(Given passage):
start

# Preprocessing - Extra tools

## Convenience functions for reading in data

Here, we define a bunch of functions that simplify the process of reading in data that we'll use throughout today.

In [None]:
import os
import re
import glob
import pandas as pd

DATA_DIR = '../data'

def read_pride():
    fname = os.path.join(DATA_DIR, 'pride-and-prejudice.txt')
    with open(fname) as f:
        return f.read()

def read_trump():
    fname = os.path.join(DATA_DIR, 'trump-tweets.csv')
    df = pd.read_csv(fname)
    return list(df['Tweet_Text'].values)

def read_austen():
    fnames = os.path.join(DATA_DIR, 'austen', '*.txt')
    fnames = glob.glob(fnames)
    austen = ''
    for fname in fnames:
        with open(fname) as f:
            text = f.read()
            austen += text
    return austen

def read_amazon(n=2):   
    fnames = os.path.join(DATA_DIR, 'amazon', '*.csv')
    fnames = glob.glob(fnames)
    reviews = []
    column_names = ['id', 'product_id', 'user_id', 'profile_name', 'helpfulness_num', 'helpfulness_denom',
                   'score', 'time', 'summary', 'text']
    for fname in fnames[:n]:
        df = pd.read_csv(fname, names=column_names)

end

(Written problem A):
Answer these questions about the preprocessing notebook:
(i) What file name does the read_pride function open?
(ii) From which column does read_trump take its values?
(iii) What is the default value of n in read_amazon?
(Written problem B):
Copy the part of the preprocessing notebook starting with "df = pd.read_csv(fname)" and going on through "text = f.read()".

(Information given):

start

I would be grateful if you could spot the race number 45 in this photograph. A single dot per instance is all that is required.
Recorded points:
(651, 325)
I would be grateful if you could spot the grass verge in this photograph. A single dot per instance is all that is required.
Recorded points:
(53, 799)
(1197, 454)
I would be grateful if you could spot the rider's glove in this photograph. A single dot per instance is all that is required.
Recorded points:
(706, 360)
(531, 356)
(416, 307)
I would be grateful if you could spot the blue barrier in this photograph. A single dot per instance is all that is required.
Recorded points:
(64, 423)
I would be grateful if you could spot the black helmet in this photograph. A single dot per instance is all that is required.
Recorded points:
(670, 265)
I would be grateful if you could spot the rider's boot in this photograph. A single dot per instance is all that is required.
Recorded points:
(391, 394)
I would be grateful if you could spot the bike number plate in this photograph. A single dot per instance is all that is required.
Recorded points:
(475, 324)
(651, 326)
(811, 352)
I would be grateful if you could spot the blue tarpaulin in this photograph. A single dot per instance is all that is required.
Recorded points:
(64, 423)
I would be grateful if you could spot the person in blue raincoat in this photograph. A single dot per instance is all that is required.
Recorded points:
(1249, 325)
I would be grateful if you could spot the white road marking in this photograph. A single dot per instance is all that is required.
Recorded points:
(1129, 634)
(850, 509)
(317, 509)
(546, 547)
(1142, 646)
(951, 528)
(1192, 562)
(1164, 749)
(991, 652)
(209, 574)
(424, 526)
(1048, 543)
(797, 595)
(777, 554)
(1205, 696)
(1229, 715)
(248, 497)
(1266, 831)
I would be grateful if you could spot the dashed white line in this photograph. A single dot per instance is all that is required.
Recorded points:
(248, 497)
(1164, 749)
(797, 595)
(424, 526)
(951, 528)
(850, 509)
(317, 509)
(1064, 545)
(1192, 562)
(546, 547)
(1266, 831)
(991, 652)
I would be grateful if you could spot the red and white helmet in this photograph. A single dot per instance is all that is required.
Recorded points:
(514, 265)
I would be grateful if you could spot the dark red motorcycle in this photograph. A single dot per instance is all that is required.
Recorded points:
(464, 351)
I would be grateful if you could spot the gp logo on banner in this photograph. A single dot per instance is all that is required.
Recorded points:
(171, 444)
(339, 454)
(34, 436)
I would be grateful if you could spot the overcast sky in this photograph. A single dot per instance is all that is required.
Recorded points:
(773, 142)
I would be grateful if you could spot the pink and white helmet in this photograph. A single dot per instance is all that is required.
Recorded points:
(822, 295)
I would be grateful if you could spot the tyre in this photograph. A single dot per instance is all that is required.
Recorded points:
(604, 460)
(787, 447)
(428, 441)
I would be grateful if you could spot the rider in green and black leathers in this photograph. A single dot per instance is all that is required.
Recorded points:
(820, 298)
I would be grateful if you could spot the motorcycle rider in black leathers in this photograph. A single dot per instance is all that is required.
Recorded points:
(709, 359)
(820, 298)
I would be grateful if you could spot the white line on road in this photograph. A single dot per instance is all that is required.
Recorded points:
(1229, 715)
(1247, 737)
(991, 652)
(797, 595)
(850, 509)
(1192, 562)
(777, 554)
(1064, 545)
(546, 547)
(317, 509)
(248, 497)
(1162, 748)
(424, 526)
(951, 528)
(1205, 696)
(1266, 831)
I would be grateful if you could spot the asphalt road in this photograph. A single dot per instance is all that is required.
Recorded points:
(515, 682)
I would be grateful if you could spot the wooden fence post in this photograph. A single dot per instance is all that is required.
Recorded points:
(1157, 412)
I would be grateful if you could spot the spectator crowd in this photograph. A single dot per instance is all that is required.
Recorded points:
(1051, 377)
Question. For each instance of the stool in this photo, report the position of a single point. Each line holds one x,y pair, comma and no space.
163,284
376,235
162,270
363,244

end

(Exercise response A):
(i) pride-and-prejudice.txt
(ii) Tweet_Text
(iii) 2

(Exercise response B):
df = pd.read_csv(fname)
    return list(df['Tweet_Text'].values)

def read_austen():
    fnames = os.path.join(DATA_DIR, 'austen', '*.txt')
    fnames = glob.glob(fnames)
    austen = ''
    for fname in fnames:
        with open(fname) as f:
            text = f.read()